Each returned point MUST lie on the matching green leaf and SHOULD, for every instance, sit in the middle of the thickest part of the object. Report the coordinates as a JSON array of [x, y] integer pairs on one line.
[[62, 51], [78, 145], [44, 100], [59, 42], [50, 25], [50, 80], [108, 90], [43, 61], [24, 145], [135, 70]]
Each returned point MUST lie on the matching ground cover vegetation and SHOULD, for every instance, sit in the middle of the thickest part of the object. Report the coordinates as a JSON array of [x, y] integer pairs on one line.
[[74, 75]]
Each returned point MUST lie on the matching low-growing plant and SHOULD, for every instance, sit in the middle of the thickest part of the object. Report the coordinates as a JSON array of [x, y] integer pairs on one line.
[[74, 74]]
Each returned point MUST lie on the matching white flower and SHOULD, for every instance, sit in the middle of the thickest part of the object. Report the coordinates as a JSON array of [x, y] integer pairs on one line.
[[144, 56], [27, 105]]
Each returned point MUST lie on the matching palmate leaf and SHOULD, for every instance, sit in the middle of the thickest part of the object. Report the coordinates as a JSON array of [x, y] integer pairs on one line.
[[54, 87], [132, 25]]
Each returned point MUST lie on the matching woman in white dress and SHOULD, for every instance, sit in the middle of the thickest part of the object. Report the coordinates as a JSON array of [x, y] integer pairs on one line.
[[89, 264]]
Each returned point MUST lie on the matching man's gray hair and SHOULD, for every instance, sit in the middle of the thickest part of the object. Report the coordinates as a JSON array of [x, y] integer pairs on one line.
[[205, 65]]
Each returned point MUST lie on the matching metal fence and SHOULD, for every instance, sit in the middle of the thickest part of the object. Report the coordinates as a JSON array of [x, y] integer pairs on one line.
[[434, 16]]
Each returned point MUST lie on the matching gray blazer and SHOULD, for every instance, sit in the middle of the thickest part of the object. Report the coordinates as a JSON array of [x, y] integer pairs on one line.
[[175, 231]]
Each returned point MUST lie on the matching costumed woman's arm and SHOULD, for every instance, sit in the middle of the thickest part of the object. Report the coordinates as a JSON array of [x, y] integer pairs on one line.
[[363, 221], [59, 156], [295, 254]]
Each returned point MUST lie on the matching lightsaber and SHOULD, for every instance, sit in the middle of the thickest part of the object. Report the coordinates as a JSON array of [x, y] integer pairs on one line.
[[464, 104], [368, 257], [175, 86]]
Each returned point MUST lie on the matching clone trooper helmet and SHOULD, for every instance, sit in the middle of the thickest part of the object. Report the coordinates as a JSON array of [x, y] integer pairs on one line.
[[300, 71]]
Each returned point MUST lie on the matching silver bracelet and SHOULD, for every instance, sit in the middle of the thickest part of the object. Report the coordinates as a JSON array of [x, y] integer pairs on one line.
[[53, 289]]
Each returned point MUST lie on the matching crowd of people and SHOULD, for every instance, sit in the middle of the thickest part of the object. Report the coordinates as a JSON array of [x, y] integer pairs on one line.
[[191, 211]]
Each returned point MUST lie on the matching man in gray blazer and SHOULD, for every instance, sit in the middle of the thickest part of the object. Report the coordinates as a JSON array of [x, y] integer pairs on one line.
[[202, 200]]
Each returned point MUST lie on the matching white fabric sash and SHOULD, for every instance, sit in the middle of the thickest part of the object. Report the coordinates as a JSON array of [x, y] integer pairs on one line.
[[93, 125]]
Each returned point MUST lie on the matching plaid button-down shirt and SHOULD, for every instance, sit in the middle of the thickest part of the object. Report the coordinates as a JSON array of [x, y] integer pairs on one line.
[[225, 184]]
○ ○ ○ ○ ○ ○ ○
Return the entries above exactly as they were written.

Each returned point MUST lie on the matching green leaf and SHOULD, for every instance, sit in the middle of the thickest part of the object. Report the coordinates as a JSON array of [x, y] integer pairs on one line.
[[62, 51], [78, 145], [44, 100], [59, 42], [50, 25], [50, 80], [108, 90], [43, 61], [24, 145], [135, 70]]
Each returned point MUST lie on the matching ground cover vegetation and SHOULD, for every instance, sit in the middle of the thickest part of the object. Report the coordinates as a JSON array of [x, y] integer pairs on one line.
[[74, 75]]
Each returned point MUST lie on the matching low-growing plant and SHOULD, for every instance, sit in the middle of the thickest part of the object. Report the coordinates as a JSON array of [x, y] integer pairs on one line.
[[74, 74]]
Each returned point MUST lie on the matching white flower and SHOULD, for every instance, sit in the middle of the thickest part of the object. Report the coordinates as a JSON array of [x, y] integer pairs on one line.
[[144, 56], [27, 105]]
Each returned point MUST lie on the matching palmate leaf and SHOULD, for every instance, sit in the middle of the thickest part of the object. Report the coordinates as a JSON array of [x, y] integer pairs on one line.
[[54, 87], [132, 25]]
Each returned point MUST lie on the matching woman in white dress and SHOULD, for every instance, sit in the middle of the thickest part of the object. Report the coordinates as a JSON array of [x, y] integer pairs on one line.
[[89, 264]]
Each returned point MUST lie on the matching man's gray hair and SHOULD, for every instance, sit in the middle of the thickest part of the object. Report the coordinates as a JSON array of [x, y] integer pairs on one line.
[[205, 65]]
Each returned point MUST lie on the matching metal fence and SHOULD, for every instance, sit in the middle of the thickest part of the object. Report the coordinates as a JSON array of [x, y] integer pairs on one line.
[[434, 16]]
Each returned point MUST lie on the matching gray blazer and SHOULD, for every instance, sit in the middle of the thickest part of the object. Report the coordinates as a JSON array of [x, y] integer pairs on one line.
[[175, 231]]
Each returned point MUST lie on the matching costumed woman's arm and SHOULD, for every instance, sit in the middle of the thickest part of the object. Report the coordinates as a JSON array of [x, y] integer pairs on one line.
[[363, 221], [59, 156], [295, 254]]
Each returned point MUST lie on the matching lightsaber and SHOULD, for every instance, sit in the middle of the thickest part of the object. Report the coordinates as a JSON array of [x, y] integer pairs on one line.
[[464, 104], [368, 257], [175, 86]]
Each returned point MUST lie on the matching clone trooper helmet and SHOULD, for every instance, sit in the middle of the thickest part of the object. Report the coordinates as a JSON array of [x, y] integer pairs on one line.
[[300, 71]]
Each returned point MUST lie on the matching silver bracelet and SHOULD, for every instance, sit in the middle of the thickest part of the object. Report the coordinates as a JSON array of [x, y] integer pairs on one line.
[[53, 289]]
Each returned point MUST lie on the matching crowd of people and SHOULD, for every instance, sit in the middle of the thickest part of the object. Report the coordinates as a JSON array of [x, y] integer pairs on one line.
[[191, 211]]
Each returned point MUST lie on the matching man in gray blazer and SHOULD, for every instance, sit in the middle of the thickest part of the object. Report the coordinates as a JSON array of [x, y] integer pairs on one line.
[[202, 200]]
Each returned point MUST lie on the matching white fabric sash and SHOULD, for every instance, sit in the middle of the thickest part of the object. Report the coordinates as a JSON array of [x, y] integer pairs on one line.
[[93, 125]]
Each returned point MUST lie on the matching plaid button-down shirt and SHOULD, for every instance, sit in the middle of the thickest part of the object. Report the coordinates as a JSON array of [x, y] integer pairs on one line.
[[225, 184]]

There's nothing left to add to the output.